Dataset extract START
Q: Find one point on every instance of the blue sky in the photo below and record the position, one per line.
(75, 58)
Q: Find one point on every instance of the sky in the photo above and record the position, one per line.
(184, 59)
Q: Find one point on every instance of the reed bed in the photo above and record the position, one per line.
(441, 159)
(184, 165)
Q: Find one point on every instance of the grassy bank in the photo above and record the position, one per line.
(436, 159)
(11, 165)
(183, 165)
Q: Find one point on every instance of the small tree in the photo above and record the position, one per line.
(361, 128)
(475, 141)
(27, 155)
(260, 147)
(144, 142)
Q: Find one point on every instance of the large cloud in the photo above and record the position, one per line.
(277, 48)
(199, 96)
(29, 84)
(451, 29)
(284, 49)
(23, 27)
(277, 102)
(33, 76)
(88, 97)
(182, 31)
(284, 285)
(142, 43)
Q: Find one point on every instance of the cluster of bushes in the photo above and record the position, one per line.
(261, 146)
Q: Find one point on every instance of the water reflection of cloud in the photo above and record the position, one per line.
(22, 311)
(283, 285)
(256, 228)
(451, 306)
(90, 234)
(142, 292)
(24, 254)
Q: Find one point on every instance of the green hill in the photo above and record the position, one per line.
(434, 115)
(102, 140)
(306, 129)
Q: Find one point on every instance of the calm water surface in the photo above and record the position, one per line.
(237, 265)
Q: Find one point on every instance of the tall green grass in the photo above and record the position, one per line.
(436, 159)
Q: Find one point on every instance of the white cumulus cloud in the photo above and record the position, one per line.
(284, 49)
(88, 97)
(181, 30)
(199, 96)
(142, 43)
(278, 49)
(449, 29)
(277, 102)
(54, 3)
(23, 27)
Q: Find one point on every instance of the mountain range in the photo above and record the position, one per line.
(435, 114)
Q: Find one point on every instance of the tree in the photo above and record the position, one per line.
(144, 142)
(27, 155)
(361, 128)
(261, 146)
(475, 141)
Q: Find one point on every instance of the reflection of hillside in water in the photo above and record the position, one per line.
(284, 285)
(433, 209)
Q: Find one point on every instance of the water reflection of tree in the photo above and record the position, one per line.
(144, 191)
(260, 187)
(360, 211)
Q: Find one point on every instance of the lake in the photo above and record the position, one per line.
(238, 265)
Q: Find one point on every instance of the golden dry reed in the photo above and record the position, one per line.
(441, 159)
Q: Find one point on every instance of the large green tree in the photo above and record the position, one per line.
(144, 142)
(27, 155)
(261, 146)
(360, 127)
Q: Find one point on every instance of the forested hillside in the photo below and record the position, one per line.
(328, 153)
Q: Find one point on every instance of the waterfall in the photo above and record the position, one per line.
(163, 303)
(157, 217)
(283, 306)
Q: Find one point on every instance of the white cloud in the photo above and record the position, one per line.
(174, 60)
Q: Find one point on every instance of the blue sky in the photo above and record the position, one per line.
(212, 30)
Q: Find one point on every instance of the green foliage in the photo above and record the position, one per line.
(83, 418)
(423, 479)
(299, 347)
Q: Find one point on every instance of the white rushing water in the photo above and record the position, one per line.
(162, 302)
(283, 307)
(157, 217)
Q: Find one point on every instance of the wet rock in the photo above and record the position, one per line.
Dataset extract END
● Your instructions:
Take the material above and transcribe all of it exactly.

● Written answer:
Q: Find one point on every instance of the blue sky in the photo below and record the position, one per line.
(75, 58)
Q: Find one point on every instance of the sky in the photo above and record the position, one per line.
(184, 59)
Q: Find one point on every instance of the reed bed in the photo above and record the position, one per line.
(441, 159)
(184, 165)
Q: Find one point on every instance of the grassy bank in the photo above and record the position, one per line.
(436, 159)
(11, 165)
(183, 165)
Q: Find one point on every instance of the small tree in the photo above and record the position, one per line.
(361, 128)
(475, 141)
(27, 155)
(260, 147)
(144, 142)
Q: Find one point on every instance of the large cloud in the photo above and record the position, one per line.
(277, 48)
(199, 96)
(29, 84)
(451, 29)
(284, 49)
(23, 27)
(277, 102)
(33, 76)
(88, 97)
(182, 31)
(284, 285)
(142, 43)
Q: Find one point on every instance of the cluster of bushes in the photo above and record the position, one per line.
(261, 146)
Q: Find one point on every instance of the water reflection of cloud in the photo above and record the position, one per line.
(22, 311)
(283, 285)
(256, 228)
(451, 306)
(90, 234)
(142, 292)
(24, 254)
Q: Find one point on every instance of the green hill in the photo above and record the position, one per line.
(434, 115)
(102, 140)
(306, 129)
Q: Find one point on every instance of the calm water surface in the photo above and record the position, one per line.
(237, 265)
Q: Find one point on every instance of the tall green grass in the photo above and record the position, one per line.
(436, 159)
Q: Find one point on every instance of the white cumulus cloud in the photo above and record the position, one per line.
(284, 49)
(88, 97)
(181, 30)
(199, 96)
(142, 43)
(278, 49)
(449, 29)
(277, 102)
(54, 3)
(23, 27)
Q: Find one point on every instance of the mountain range in the photo above and record the position, one per line.
(435, 114)
Q: Find one point on every instance of the tree in the photo above and record the position, one per line.
(144, 142)
(27, 155)
(361, 128)
(261, 146)
(475, 141)
Q: Find one point on every instance of the reflection of hillside in water in the photo above and record the position, one per line.
(284, 285)
(433, 209)
Q: Find one point on every instance of the water reflection of tree in the photo above and record the position, one per line.
(144, 191)
(260, 187)
(360, 211)
Q: Find one point on every instance of the lake in the photo above and record the position, one per line.
(238, 265)
Q: Find one point on every instance of the golden dry reed in the photo above and record the position, one per line.
(441, 159)
Q: Find one point on every instance of the large green tree in the photo above and record the position, one per line.
(144, 142)
(27, 155)
(261, 146)
(360, 127)
Q: Find one point on every instance of the forested hillside in the photo below and record the position, one per line.
(328, 153)
Q: Find one point on every instance of the waterfall in the photo above and record the position, one per line.
(163, 303)
(157, 217)
(283, 306)
Q: Find one point on every instance of the white cloud in the photo above and record the position, one per line.
(174, 60)
Q: Find one point on every instance of the blue sky in the photo above and record the position, one per line.
(212, 30)
Q: Find one point on every instance of the green foliage in the photo above and record the position, one per line.
(83, 418)
(423, 479)
(299, 347)
Q: Find one point on every instance of the white rushing water in the photo above and record the position, one per line.
(162, 302)
(283, 307)
(157, 217)
Q: Find one point on every instance of the wet rock in the photo above and record the position, one per line.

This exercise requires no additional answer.